◆ **REQUIRED TASK**: Copy the rows below word for word, starting with the line that contains "Reviewer note: confirm that each instance of the snow-covered" and going on through the line that contains "[(5, 68), (30, 83), (109, 62)]", with both of those lines included.
═════ DATASET RECORDS ═════
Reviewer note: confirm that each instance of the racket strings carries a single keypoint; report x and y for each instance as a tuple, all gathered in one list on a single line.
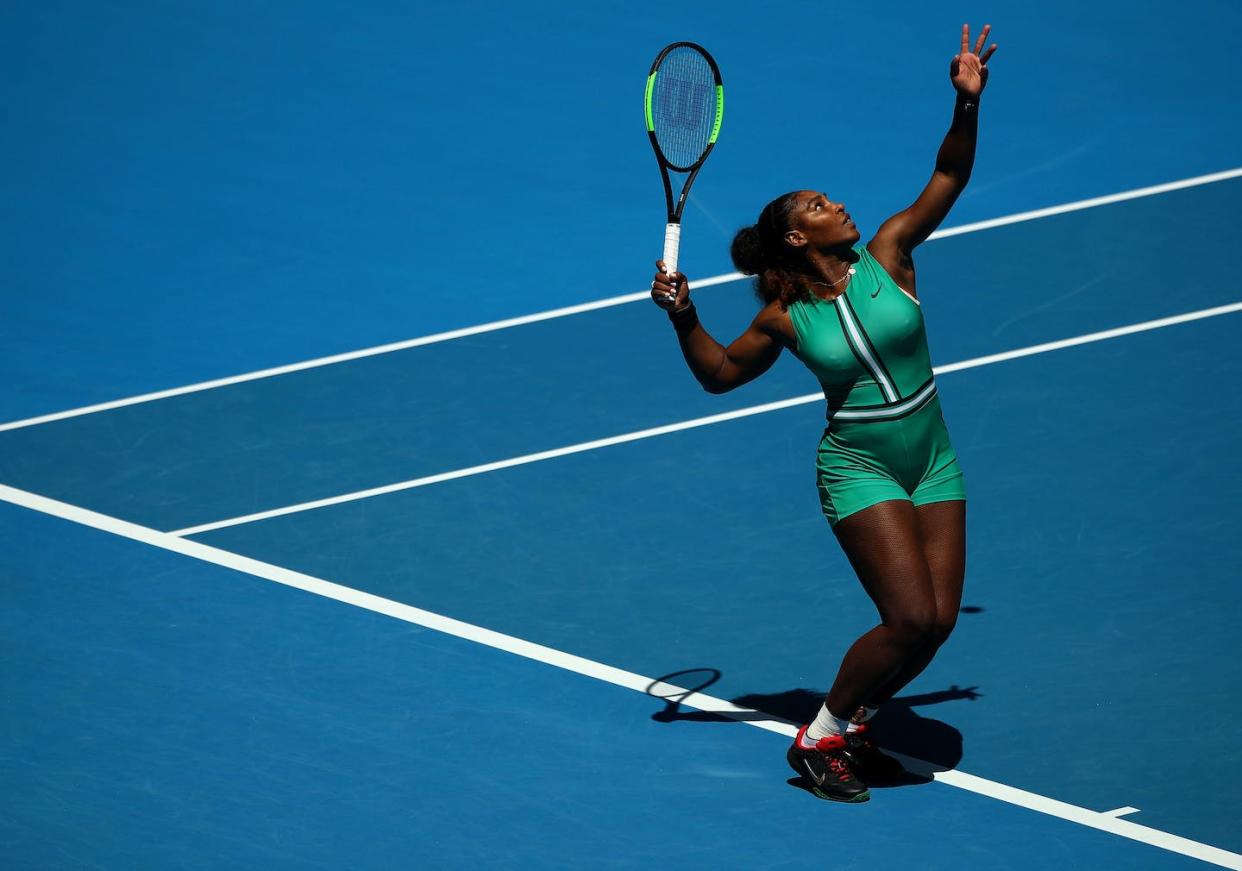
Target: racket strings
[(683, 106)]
═════
═════ DATASET RECORDS ═════
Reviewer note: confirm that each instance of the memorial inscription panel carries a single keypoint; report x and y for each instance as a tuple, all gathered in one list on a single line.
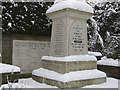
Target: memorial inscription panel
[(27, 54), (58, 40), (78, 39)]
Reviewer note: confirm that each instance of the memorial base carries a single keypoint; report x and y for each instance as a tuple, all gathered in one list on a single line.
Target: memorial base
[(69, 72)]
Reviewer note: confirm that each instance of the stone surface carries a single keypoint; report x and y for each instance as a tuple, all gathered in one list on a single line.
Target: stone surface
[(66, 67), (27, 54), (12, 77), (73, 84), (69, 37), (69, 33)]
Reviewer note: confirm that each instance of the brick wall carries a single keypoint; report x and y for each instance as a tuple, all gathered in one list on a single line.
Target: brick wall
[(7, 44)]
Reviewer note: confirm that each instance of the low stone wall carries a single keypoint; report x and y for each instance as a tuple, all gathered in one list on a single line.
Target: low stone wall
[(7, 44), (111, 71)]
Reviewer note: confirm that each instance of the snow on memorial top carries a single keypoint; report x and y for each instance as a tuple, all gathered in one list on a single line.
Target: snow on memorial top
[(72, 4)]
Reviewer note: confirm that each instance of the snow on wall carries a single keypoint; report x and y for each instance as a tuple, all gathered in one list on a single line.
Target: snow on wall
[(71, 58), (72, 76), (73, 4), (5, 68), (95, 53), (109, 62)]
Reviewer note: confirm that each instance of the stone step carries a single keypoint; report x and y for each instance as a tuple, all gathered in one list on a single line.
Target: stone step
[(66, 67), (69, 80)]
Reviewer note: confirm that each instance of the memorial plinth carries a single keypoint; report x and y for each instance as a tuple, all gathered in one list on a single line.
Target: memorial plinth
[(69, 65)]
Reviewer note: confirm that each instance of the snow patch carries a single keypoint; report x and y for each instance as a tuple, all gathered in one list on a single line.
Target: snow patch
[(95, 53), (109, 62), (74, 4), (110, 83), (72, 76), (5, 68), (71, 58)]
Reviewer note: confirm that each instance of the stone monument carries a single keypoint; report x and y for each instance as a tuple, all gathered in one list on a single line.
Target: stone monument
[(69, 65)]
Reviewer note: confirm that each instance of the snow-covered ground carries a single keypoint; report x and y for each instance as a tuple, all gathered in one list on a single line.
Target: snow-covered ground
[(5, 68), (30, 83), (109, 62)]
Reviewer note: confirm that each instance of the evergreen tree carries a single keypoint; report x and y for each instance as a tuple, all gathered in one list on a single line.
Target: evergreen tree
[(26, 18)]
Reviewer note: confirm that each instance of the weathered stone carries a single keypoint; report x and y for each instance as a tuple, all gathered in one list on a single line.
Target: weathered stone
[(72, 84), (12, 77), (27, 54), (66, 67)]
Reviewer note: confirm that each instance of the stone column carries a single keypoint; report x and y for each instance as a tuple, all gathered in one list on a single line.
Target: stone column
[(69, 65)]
═════
◆ **EXERCISE OUTPUT**:
Reviewer note: confirm that each instance of the snow-covered ground carries a single keypoint; report x and y for each instance as a tuple, all gathered in one list on a single line.
Target: snow-covered ground
[(5, 68), (30, 83), (109, 62)]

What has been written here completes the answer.